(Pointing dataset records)
------------------------------------------------

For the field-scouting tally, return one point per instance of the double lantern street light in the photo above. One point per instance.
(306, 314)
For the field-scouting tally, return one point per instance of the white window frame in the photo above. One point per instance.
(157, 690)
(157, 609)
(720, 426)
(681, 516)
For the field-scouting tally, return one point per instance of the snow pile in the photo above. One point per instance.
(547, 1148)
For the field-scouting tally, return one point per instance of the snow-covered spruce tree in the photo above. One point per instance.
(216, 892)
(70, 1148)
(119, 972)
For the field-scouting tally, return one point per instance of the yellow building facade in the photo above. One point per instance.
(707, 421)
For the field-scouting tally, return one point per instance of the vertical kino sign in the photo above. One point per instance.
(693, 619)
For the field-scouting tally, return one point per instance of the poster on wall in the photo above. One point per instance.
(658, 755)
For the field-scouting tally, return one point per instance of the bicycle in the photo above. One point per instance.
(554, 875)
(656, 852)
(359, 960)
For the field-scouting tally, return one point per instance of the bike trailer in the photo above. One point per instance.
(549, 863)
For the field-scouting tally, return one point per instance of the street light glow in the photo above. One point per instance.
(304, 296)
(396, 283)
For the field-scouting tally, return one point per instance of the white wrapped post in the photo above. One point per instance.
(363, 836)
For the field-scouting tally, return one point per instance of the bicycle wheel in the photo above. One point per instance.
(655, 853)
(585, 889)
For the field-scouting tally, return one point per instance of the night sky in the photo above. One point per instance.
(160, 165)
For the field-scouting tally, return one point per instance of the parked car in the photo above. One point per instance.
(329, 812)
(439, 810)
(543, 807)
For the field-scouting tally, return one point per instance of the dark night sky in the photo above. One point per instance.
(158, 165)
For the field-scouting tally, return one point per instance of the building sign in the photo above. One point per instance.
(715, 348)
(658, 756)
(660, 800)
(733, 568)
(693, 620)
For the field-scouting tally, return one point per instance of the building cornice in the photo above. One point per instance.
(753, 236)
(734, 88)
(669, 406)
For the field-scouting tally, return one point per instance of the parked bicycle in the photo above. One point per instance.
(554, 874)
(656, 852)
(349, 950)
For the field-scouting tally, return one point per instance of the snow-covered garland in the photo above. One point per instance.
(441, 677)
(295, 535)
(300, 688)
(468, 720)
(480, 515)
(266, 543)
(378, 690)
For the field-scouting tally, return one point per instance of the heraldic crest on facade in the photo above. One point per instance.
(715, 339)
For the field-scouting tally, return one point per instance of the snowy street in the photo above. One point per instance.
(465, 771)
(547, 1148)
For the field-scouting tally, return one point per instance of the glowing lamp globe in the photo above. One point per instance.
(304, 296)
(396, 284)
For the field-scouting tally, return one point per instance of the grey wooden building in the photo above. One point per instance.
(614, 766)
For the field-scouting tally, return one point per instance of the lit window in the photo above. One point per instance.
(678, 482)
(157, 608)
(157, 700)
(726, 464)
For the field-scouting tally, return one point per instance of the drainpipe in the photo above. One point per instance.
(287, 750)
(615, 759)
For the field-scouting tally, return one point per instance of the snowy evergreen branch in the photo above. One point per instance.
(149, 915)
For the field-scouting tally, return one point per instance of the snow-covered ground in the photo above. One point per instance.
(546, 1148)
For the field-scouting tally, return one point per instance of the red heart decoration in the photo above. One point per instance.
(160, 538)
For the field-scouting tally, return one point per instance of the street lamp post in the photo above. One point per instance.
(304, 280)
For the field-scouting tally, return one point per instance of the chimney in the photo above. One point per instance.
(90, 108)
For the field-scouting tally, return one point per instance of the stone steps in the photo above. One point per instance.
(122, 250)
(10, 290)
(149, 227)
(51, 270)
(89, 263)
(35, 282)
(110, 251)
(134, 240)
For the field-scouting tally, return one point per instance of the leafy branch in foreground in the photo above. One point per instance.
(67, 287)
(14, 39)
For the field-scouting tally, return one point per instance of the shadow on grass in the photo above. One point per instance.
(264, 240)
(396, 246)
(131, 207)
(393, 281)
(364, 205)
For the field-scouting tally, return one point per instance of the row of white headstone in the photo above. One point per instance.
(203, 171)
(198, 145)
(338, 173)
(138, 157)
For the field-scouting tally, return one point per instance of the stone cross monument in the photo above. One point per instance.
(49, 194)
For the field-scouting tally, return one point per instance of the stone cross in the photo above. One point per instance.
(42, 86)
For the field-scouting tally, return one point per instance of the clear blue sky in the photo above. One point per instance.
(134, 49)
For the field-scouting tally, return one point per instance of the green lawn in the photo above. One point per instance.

------------------------------------------------

> [INSTRUCTIONS TO FOLLOW]
Can you present the records as a numbered list, starting at the line containing "stone cross in" and ending at the end of the records, with any blank lines dropped?

> [TASK RESPONSE]
1. For the field-scouting tally, return one point per instance of the stone cross in the photo above. One point per instance.
2. (42, 86)
3. For the field-scouting tally, return one point per instance of the clear blue sky in the photo above. One point per instance.
4. (134, 49)
5. For the field-scouting tally, return one point per instance of the green lawn in the photo above. One point per instance.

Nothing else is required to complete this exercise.